Written problem
The records that follow are to be transcribed in full, without their images.

Dataset records
================================
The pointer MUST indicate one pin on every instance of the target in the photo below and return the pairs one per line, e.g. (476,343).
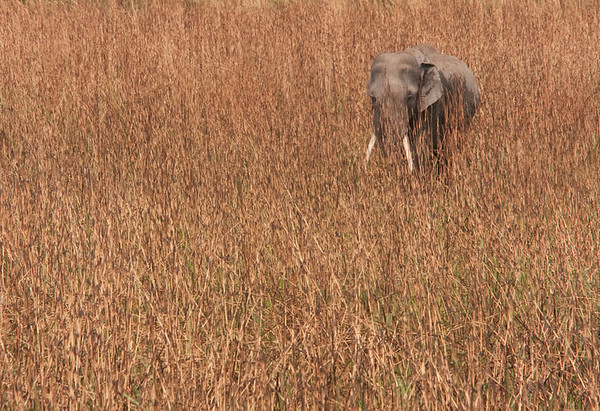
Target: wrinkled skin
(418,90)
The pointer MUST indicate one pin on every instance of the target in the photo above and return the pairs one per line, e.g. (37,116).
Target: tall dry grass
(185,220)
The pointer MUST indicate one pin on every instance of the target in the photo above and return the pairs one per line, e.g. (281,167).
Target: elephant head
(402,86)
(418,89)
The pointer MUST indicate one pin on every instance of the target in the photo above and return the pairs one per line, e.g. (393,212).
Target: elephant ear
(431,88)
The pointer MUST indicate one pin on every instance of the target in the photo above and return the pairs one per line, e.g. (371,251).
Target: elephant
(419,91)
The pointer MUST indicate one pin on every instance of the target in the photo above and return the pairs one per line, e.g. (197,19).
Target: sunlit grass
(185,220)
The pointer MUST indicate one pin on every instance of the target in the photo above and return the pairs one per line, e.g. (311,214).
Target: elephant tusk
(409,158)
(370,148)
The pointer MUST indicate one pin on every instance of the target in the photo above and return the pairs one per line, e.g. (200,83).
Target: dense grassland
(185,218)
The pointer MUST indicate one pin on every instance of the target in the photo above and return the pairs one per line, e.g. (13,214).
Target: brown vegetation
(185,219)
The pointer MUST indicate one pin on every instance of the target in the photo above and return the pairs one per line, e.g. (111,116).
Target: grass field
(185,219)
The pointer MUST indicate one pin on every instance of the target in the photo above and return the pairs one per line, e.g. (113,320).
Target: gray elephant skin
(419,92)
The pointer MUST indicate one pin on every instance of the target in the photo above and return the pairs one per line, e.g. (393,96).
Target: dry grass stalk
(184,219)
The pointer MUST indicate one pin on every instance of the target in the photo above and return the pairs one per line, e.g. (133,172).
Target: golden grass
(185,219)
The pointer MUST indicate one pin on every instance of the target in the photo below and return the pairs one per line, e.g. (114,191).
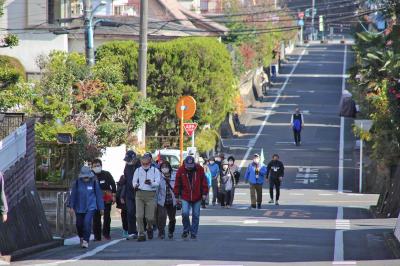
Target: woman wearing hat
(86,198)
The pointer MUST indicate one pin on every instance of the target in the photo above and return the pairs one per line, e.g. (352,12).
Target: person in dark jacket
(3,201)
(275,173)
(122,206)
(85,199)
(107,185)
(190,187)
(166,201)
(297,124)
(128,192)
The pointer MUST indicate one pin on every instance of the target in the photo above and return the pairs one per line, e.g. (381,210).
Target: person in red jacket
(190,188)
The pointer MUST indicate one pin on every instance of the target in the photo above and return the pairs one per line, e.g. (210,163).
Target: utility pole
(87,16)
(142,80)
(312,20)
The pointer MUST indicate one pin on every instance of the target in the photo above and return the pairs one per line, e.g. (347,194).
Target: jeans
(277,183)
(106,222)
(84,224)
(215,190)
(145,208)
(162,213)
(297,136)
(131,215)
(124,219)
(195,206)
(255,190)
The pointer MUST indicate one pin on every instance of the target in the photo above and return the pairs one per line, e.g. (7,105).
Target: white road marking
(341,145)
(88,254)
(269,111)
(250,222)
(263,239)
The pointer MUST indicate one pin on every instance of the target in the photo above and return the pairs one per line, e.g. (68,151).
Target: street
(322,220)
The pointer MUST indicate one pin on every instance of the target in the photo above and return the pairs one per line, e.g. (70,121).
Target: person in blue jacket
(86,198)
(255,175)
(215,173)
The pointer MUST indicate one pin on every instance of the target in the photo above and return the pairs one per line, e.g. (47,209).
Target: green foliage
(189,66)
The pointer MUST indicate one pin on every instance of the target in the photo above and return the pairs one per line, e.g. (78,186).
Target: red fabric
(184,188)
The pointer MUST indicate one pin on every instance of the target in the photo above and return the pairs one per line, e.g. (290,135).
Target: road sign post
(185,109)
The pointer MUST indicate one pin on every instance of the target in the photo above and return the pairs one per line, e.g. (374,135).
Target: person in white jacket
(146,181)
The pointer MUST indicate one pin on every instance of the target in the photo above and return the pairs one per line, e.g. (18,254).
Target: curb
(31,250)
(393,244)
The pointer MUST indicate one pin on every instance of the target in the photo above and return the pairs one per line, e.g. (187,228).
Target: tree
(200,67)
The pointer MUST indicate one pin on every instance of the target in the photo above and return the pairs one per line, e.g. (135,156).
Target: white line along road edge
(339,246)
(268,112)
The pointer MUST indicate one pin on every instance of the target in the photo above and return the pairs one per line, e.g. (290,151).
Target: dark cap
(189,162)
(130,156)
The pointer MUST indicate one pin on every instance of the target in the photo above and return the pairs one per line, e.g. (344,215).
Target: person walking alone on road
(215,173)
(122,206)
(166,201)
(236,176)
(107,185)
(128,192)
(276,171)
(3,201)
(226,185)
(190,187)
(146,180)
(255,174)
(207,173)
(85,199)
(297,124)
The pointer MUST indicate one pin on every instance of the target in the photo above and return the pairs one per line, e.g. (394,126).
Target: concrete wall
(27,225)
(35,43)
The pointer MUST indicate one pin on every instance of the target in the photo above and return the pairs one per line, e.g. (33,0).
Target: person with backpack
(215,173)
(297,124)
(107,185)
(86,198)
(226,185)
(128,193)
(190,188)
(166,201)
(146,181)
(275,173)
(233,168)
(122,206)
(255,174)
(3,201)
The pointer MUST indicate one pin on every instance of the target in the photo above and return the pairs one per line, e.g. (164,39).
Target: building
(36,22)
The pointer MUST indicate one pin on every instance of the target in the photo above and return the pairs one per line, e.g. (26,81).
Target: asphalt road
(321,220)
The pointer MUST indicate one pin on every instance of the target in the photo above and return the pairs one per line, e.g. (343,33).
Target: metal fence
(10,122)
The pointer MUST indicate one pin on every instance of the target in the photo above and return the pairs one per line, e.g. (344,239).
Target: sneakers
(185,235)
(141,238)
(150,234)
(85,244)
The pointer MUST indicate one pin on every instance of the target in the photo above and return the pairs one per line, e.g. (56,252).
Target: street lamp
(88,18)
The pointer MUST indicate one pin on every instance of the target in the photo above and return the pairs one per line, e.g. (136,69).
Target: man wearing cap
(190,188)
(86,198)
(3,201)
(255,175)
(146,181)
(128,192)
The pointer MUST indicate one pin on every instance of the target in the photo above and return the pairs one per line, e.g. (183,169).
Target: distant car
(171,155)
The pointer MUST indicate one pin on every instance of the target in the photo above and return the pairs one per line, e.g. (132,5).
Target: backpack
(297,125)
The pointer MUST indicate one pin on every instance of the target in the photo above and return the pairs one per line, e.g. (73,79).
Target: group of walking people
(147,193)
================================
Final result
The pointer MUST indicate one pin on every instance of the target in the photo below and return the pairs one per line, e.g. (476,343).
Target: wrinkled skin
(418,90)
The pointer MUST indicate one pin on every instance of the target in the photo above and return the pairs one per line, e.g. (37,116).
Target: tall dry grass
(185,220)
The pointer MUST indicate one pin on every instance of the target in the photo above and return the pairs one per line, e.g. (281,167).
Target: elephant head
(402,86)
(418,89)
The pointer MUST indicate one pin on every instance of the target in the photo above and return the pairs one per line, e.g. (393,212).
Target: elephant ear
(431,88)
The pointer MUST indicate one pin on every instance of the target in the photo above and return the pairs one per line, e.g. (371,251).
Target: elephant
(419,91)
The pointer MUST indicate one pin on every instance of the target in the photo above and return the pairs one per line, e.g. (197,19).
Target: sunlit grass
(185,220)
The pointer MUST indicate one pin on every instance of the target in the photo above and return the pairs one per line, e.g. (311,214).
Target: elephant tusk
(409,158)
(370,148)
The pointer MUST indicate one pin on every instance of the target in the photo above and return the pairs one per line, e.g. (200,83).
Target: dense grassland
(185,218)
The pointer MUST indicate one pin on every instance of the target in the photo above and return the pairs one per line, e.g. (13,214).
Target: brown vegetation
(185,219)
The pointer MUST indicate one pin on every instance of the target in the photo above and return the pairs one per line, e.g. (111,116).
Target: grass field
(185,219)
The pointer MUST indicate one pin on every instance of the target in the photo above and return the pairs one per line, e.g. (113,320).
Target: gray elephant skin
(419,92)
The pointer MUST indicate one pin on every instance of the target in the photo above and return the pairs one per line, e.g. (393,96).
Target: dry grass stalk
(184,219)
The pointer MUST indicate one pin on every instance of the target in the photo above and return the pairs one per line, e.g. (133,172).
Target: golden grass
(185,219)
The pointer MUST indicate one pin on every instance of the target in the photo below and return the pairs one per line, e.g. (114,191).
Target: woman wearing hat
(86,198)
The pointer MUST indicate one pin on every instance of the target in the photo above and return the pairs one per line, e.g. (352,12).
Target: person in dark jacket
(3,201)
(275,173)
(122,206)
(85,199)
(107,185)
(190,187)
(166,201)
(297,124)
(128,192)
The pointer MUST indicate one pin on every instance of the target in the photo above and return the pairs one per line, e.g. (381,210).
Target: person in red jacket
(190,188)
The pointer MUST indicate one pin on every instance of the target in the photo above and return the pairs one per line, e.g. (210,163).
Target: utility pole
(87,16)
(142,80)
(312,20)
The pointer MUST indicate one pin on every instance of the target in the photo above and return the pairs one per line, e.g. (347,194).
Target: jeans
(277,183)
(106,222)
(84,224)
(215,190)
(145,208)
(162,213)
(297,136)
(131,215)
(124,219)
(195,206)
(255,190)
The pointer MUST indicate one pin on every instance of the target in the photo above and return the pairs one per line, e.g. (7,105).
Target: white road marking
(341,145)
(88,254)
(269,111)
(250,222)
(263,239)
The pointer MUST indicate one pin on every instance of the target in the photo above and return the pairs one per line, e.g. (68,151).
Target: street
(322,220)
The pointer MUST indicate one pin on every instance of the target in the photo above and return the pairs one per line, e.g. (70,121).
Target: person in blue jacket
(86,198)
(255,175)
(215,173)
The pointer MUST indicate one pin on every instance of the target in the photo above and return the pairs one per line, e.g. (47,209).
Target: green foliage
(189,66)
The pointer MUST indicate one pin on every instance of the target in the photo above and return the pairs one per line, e.g. (78,186).
Target: red fabric
(184,188)
The pointer MUST indicate one pin on every instance of the target in the photo above and return the pairs one per line, e.g. (290,135).
Target: road sign post
(185,109)
The pointer MUST indicate one pin on every instance of the target in the photo above and return the pairs one per line, e.g. (374,135).
Target: person in white jacket
(146,181)
The pointer MUST indicate one pin on every instance of the target in the photo above and return the pairs one per line, e.g. (18,254).
Target: curb
(31,250)
(393,244)
The pointer MUST indicate one pin on every instance of the target in the photo above and return the pairs one per line, e.g. (187,228).
Target: tree
(200,67)
The pointer MUST indicate one pin on every instance of the target in the photo above and return the pairs one per line, e.g. (135,156).
Target: white line along road edge
(339,246)
(268,112)
The pointer MUST indicate one pin on every instance of the target in the photo above and return the pairs one per line, e.g. (290,151).
Target: dark cap
(189,162)
(130,156)
The pointer MUST indicate one pin on every instance of the target in the photo above and return the pairs one per line, e.g. (344,215).
Target: person walking alone on road
(215,173)
(122,206)
(166,201)
(236,176)
(107,185)
(128,192)
(276,171)
(3,201)
(226,185)
(190,187)
(146,180)
(255,174)
(207,173)
(85,199)
(297,124)
The pointer MUST indicate one pin on every instance of the target in the photo above and return the pairs one per line, e.g. (394,126).
Target: concrete wall
(27,225)
(35,43)
The pointer MUST indicate one pin on every instance of the target in the photo above and return the pairs one per line, e.g. (33,0).
Target: person with backpack
(215,173)
(297,124)
(107,185)
(86,198)
(226,185)
(128,193)
(190,188)
(166,201)
(146,181)
(275,173)
(233,168)
(122,206)
(255,174)
(3,201)
The pointer MUST indicate one pin on every instance of the target in the photo above and return the pairs one per line, e.g. (164,39).
Target: building
(36,22)
The pointer MUST indicate one pin on every instance of the target in the photo above and return the pairs one per line, e.g. (26,81).
Target: asphalt road
(321,220)
The pointer MUST indicate one pin on every instance of the target in the photo above and return the pairs one per line, e.g. (343,33).
Target: metal fence
(10,122)
The pointer MUST indicate one pin on every instance of the target in the photo above and return the pairs one per line, e.g. (344,239).
Target: sneakers
(185,235)
(141,238)
(150,234)
(85,244)
The pointer MUST indicate one pin on every instance of the target in the photo above and return the pairs one per line, e.g. (56,252).
Target: street lamp
(88,18)
The pointer MUST indicate one pin on every instance of the target in the photo above and return the pairs one per line, e.g. (136,69).
Target: man wearing cap
(190,188)
(86,198)
(3,201)
(255,175)
(146,181)
(128,192)
The pointer MUST indicate one pin on every instance of the target in the photo above and return the pairs one per line, e.g. (183,169).
Target: distant car
(171,155)
The pointer MUST indicate one pin on every instance of the target in the photo above and return the pairs one per line, e.g. (132,5).
Target: backpack
(297,125)
The pointer MUST indicate one pin on every instance of the target in the photo above and return the pairs one per line, e.g. (73,79).
Target: group of walking people
(147,193)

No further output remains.